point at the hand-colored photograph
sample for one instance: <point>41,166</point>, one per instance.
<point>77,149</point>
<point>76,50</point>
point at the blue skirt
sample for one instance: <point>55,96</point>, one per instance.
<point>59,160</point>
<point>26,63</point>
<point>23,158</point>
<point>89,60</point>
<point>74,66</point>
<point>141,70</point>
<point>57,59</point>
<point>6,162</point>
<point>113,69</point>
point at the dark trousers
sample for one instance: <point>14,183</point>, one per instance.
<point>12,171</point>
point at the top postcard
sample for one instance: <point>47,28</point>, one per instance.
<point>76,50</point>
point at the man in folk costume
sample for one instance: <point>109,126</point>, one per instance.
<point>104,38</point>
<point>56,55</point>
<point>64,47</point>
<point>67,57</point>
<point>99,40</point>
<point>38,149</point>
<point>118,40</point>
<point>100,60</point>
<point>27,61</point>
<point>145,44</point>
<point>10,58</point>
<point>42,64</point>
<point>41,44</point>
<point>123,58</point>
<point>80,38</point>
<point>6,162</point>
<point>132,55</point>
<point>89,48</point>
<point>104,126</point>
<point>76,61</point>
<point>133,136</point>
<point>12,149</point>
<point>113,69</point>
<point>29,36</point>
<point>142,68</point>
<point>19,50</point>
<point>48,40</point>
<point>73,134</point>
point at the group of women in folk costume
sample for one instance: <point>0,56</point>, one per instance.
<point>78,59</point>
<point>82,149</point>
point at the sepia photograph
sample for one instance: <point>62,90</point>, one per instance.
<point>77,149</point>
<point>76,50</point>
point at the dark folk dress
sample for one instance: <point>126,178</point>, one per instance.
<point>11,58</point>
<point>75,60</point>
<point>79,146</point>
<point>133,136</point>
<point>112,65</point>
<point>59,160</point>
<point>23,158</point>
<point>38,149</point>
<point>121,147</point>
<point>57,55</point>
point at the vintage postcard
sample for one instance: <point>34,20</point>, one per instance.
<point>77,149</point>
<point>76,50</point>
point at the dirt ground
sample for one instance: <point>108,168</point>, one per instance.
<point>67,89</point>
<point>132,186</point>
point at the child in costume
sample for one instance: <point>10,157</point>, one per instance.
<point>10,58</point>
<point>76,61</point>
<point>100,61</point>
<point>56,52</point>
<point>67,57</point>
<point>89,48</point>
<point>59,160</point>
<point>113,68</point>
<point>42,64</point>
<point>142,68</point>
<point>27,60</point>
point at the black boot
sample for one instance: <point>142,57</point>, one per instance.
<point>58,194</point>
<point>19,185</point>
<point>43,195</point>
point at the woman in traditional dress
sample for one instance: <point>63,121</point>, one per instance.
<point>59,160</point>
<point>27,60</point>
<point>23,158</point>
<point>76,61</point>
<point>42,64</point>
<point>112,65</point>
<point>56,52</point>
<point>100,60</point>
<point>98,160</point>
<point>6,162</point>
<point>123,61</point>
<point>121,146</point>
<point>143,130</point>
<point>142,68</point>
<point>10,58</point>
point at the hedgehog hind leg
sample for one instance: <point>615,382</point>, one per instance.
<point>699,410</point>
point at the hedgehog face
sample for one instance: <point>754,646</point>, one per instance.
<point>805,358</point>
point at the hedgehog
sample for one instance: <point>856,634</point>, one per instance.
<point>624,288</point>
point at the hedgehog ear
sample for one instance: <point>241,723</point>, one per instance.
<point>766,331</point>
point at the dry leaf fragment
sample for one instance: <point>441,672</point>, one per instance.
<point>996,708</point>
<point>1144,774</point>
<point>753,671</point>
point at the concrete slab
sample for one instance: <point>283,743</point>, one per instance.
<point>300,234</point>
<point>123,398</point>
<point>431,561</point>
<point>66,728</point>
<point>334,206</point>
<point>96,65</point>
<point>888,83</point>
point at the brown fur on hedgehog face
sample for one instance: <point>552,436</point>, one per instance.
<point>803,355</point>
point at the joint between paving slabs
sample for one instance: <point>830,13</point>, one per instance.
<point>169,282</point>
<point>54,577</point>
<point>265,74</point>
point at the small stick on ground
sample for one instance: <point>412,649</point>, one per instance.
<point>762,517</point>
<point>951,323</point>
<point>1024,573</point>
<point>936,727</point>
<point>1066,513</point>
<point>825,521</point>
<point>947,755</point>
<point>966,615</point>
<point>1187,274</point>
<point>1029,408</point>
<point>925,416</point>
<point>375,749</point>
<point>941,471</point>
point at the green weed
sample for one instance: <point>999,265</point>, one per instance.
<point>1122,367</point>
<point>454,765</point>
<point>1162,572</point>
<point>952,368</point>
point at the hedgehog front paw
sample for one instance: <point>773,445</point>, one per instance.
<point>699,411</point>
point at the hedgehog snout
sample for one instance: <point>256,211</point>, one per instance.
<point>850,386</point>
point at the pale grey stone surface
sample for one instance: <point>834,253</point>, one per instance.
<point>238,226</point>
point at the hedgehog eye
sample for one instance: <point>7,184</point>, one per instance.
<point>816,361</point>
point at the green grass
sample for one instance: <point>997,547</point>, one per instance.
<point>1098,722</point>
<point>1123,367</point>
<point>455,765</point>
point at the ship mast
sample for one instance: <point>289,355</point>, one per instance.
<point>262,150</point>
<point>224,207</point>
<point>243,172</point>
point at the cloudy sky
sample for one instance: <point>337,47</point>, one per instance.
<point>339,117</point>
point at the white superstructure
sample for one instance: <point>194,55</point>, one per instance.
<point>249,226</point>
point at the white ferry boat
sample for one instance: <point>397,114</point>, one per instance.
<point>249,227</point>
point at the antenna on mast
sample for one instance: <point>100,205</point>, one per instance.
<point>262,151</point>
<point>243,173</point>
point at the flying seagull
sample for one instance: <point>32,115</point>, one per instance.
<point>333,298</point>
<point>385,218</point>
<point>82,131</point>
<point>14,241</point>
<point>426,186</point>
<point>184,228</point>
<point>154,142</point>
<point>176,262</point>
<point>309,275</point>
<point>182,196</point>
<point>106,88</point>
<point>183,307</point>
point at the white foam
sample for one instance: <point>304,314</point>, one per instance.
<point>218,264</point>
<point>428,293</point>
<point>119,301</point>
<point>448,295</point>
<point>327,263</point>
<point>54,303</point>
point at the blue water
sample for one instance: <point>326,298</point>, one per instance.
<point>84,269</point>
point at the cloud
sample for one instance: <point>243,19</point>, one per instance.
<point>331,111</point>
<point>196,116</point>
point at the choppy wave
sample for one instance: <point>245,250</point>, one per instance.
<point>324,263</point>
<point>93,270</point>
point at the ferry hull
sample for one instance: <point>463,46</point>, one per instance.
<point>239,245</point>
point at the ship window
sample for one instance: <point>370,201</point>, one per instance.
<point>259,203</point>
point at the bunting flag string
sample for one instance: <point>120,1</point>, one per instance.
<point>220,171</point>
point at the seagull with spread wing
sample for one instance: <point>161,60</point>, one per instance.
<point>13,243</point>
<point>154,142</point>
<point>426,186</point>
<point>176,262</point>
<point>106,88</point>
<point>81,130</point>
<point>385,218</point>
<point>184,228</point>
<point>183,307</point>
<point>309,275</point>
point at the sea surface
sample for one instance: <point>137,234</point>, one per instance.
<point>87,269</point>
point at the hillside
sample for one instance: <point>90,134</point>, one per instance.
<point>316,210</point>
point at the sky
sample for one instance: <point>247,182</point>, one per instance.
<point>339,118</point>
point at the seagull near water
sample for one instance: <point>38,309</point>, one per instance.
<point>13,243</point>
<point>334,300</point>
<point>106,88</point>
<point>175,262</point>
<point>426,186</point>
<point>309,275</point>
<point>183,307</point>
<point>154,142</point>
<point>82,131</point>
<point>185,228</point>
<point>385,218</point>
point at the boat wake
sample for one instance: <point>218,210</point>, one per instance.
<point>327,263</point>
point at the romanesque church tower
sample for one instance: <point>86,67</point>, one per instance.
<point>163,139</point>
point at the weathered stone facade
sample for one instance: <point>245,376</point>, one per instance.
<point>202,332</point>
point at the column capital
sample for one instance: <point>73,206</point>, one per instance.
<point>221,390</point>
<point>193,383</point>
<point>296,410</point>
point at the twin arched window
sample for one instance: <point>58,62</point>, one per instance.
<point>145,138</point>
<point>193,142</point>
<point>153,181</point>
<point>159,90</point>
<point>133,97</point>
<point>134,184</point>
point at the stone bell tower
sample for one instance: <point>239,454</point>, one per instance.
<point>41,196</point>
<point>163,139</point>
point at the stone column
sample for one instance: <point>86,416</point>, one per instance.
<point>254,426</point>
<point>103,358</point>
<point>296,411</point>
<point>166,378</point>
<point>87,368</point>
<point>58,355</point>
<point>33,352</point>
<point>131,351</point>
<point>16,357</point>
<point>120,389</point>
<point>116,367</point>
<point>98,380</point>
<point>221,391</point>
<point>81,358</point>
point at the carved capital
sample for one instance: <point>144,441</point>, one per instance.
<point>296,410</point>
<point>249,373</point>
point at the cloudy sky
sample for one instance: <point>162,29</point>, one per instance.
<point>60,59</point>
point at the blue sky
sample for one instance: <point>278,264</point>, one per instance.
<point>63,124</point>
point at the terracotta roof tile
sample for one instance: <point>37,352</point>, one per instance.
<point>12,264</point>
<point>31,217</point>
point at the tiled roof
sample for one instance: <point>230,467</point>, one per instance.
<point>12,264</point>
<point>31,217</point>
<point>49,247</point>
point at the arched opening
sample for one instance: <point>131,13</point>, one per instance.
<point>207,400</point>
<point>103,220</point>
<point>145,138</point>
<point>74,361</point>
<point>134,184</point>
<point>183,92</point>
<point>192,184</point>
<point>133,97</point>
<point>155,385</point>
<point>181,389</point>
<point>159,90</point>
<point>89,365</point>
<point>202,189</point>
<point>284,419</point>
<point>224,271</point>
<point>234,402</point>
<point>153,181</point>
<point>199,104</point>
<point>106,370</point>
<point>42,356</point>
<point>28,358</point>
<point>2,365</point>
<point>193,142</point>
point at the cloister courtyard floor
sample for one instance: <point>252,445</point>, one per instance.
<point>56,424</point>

▬▬▬▬▬▬

• _The problem_: Transcribe without alteration the lines of the listing above, beginning with the line containing "point at the vintage postcard" and continuing through the line containing "<point>132,186</point>", both included.

• _Result_:
point at the vintage postcard
sample for one instance: <point>34,20</point>, one per instance.
<point>77,149</point>
<point>76,50</point>
point at the dirt ground
sample for one instance: <point>108,168</point>, one per instance.
<point>67,89</point>
<point>132,186</point>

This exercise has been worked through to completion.